TASK DETAILS »
Print everything in the article on psychological tests for firefighters from "Becoming a Firefighter: Psychological" down to "of the job.".

DOCUMENT PASSAGE »
Becoming a Firefighter: Psychological Tests for Firefighters

By — McGraw-Hill Professional
Updated on Jun 26, 2011

The work of first responders is difficult, to say the least. Emotions run high during fire and emergency incidents. Psychological tests are administered and interpreted by psychologists as part of the overall recruitment process to help the fire service determine whether candidates are mentally prepared to cope with the stressful nature of the job.

Psychological tests assess and evaluate information that you provide to the examiner. Generally the information is gathsered through a series of written true or false questions, answers to questions read off a computer screen, and answers to interview questions. The accuracy of the test depends mainly on how pragmatically you answer the questions. Reviewing prior civil service standard professional psychological tests is difficult to do because the security of the tests must be maintained for ethical reasons. It is not so important that you know what questions you are going to be asked as it is to know what the examiner is trying to assess. This chapter provides you with a general understanding of what psychological tests are all about.

Civil service psychological tests can be broken down into three parts: occupational, personality, and polygraph. The following provides a short synopsis of these three major components of the test.


In general, an occupational test seeks to match the interests, knowledge, abilities, and other characteristics of the candidate with those of firefighters already on the job. The theory behind this part of the test is that if you demonstrate attributes similar to most firefighters, then there is a good chance that you will acclimate readily to your new profession and fit in easily with fellow workers.

It takes a particular kind of person to want to perform rescue-related tasks. First responders and persons who gravitate to rescue-related work have been deemed by some psychologists to have a "rescue personality." It is a hypothesis that suggests that individuals who choose to become firefighters and first responders have similar characteristics and a predisposition to be rescuers before entering the job. Psychologists have identified the following characteristics and traits as being typical of individuals with a rescue personality:

  • action oriented
  • easily bored
  • enjoys being needed
  • highly dedicated
  • inner directed
  • likes control (of situations and themselves)

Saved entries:
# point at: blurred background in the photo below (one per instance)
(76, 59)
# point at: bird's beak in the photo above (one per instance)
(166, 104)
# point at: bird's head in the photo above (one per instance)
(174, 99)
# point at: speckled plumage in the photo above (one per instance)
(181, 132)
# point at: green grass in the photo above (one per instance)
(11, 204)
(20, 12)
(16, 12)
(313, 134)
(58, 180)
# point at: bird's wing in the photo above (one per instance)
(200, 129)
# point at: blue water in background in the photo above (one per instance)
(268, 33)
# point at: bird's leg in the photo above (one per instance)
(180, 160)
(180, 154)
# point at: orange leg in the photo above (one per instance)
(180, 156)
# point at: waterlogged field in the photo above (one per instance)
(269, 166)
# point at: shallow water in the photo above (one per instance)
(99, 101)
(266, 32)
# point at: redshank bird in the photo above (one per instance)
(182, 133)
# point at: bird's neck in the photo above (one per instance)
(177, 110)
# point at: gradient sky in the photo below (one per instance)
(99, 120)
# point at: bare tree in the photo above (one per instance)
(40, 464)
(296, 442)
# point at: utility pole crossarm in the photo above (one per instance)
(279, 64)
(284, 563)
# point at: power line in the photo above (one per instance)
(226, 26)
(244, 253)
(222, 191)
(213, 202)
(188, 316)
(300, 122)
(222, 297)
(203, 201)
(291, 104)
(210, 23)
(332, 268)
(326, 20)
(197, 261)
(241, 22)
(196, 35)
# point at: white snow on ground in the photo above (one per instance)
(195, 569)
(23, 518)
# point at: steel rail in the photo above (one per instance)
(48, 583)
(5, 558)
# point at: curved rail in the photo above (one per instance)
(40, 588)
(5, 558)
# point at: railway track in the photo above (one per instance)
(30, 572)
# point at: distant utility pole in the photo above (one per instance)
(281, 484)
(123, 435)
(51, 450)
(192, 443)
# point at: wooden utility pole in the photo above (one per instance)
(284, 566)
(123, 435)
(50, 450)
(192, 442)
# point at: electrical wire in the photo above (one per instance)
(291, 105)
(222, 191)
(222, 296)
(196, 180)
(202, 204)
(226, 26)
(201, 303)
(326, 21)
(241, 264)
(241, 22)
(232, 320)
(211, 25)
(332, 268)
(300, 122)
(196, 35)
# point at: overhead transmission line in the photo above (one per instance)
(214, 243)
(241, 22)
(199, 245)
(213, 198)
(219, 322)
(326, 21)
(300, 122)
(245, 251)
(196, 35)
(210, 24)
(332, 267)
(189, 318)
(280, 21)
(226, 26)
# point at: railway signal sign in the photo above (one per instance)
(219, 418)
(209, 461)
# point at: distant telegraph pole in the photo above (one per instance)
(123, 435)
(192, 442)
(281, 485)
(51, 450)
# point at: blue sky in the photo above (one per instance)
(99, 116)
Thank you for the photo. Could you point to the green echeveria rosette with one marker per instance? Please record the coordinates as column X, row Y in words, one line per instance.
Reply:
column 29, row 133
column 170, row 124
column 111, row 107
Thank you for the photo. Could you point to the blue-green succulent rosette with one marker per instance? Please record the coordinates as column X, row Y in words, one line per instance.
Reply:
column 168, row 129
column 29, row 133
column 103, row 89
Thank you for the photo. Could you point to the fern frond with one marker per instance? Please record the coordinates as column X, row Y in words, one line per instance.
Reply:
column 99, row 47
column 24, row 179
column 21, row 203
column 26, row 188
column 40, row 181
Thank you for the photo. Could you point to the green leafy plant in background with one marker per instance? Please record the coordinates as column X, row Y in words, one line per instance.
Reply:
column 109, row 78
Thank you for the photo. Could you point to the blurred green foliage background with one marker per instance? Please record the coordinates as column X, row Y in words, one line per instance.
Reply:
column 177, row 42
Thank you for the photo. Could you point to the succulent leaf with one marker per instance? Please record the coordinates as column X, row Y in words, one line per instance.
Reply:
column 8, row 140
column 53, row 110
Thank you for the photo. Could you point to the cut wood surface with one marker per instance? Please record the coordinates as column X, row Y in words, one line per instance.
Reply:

TASK SOLUTION »
Becoming a Firefighter: Psychological Tests for Firefighters

By — McGraw-Hill Professional
Updated on Jun 26, 2011

The work of first responders is difficult, to say the least. Emotions run high during fire and emergency incidents. Psychological tests are administered and interpreted by psychologists as part of the overall recruitment process to help the fire service determine whether candidates are mentally prepared to cope with the stressful nature of the job.